━━ MATERIAL FOR THIS TASK ━━

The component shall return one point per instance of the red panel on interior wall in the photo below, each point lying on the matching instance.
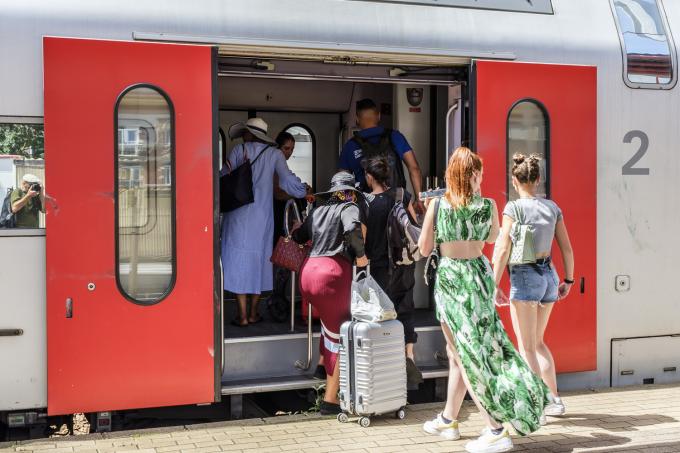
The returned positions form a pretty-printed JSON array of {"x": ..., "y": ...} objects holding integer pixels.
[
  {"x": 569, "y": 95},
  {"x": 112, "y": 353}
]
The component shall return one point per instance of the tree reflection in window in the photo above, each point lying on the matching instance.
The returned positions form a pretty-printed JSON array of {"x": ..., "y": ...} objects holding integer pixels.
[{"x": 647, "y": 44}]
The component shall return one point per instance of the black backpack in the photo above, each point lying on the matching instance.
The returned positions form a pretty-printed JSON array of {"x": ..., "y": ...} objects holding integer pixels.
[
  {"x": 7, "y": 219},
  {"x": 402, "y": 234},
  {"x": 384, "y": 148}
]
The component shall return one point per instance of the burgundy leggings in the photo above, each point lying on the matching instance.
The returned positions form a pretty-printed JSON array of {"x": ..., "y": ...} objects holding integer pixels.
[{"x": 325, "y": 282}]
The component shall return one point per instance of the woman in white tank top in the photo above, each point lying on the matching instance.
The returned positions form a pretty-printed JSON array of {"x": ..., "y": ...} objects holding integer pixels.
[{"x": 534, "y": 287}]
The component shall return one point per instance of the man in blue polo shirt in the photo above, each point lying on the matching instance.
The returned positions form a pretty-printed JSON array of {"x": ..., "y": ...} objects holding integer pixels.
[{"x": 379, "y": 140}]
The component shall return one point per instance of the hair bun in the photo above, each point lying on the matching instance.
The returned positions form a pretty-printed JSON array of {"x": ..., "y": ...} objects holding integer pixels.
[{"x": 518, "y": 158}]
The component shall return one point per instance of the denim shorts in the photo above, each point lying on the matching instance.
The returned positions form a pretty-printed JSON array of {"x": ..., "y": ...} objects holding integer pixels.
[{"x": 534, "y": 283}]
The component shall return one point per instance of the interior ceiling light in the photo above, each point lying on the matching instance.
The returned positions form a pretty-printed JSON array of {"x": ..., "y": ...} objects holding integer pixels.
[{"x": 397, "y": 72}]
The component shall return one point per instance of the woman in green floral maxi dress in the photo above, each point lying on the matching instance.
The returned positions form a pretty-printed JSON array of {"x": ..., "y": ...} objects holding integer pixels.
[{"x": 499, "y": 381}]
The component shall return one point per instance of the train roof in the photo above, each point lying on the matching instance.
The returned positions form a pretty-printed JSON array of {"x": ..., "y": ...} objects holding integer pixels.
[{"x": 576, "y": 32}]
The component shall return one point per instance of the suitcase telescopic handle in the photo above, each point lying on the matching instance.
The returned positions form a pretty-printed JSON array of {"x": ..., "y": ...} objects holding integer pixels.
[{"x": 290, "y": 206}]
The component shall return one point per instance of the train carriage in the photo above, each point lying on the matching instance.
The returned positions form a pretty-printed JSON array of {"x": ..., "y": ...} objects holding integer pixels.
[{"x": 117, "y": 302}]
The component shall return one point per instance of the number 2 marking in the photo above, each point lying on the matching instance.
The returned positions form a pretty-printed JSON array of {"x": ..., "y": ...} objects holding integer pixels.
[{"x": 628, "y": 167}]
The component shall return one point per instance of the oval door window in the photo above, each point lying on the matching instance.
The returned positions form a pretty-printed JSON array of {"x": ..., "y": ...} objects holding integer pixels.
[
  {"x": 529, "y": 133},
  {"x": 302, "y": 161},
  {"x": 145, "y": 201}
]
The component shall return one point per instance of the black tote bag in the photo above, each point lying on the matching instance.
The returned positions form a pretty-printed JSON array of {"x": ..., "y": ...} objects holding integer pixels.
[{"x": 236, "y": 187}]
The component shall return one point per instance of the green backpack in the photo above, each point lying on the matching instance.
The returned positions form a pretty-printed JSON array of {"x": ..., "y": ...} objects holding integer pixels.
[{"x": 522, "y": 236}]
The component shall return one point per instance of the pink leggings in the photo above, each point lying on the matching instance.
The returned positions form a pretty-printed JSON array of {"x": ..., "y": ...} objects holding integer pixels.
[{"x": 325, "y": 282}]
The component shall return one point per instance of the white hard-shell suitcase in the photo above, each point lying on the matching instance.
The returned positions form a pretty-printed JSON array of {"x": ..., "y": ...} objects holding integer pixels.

━━━

■ WHAT NEEDS TO BE DONE ■
Transcribe exactly the line containing "the black tote" and all remaining lines of the material, ending with the last one.

■ EXERCISE OUTPUT ■
The component shall return one point per instance of the black tote bag in the photo above, each point lying on the matching instance.
The returned positions form a pretty-printed JSON array of {"x": ..., "y": ...} objects holding integer pixels.
[{"x": 236, "y": 187}]
The component shall return one point per instance of the green backpack in the photo above, each point lying on the matching instance.
The returned positions form a pretty-printed JSON array of {"x": ..., "y": ...} objects holding integer pixels.
[{"x": 522, "y": 236}]
The component shall return one point per instance of the pink leggings in the photo above, each point lying on the matching instance.
The returned positions form a pretty-printed JSON array of {"x": ..., "y": ...} objects holding integer pixels.
[{"x": 325, "y": 282}]
The component shall return one point per instance of the white hard-shell suitcase in the photo above, each point lying on the matching instance.
The returned positions form a pretty-printed JSON array of {"x": ..., "y": ...} objects holding integer pixels.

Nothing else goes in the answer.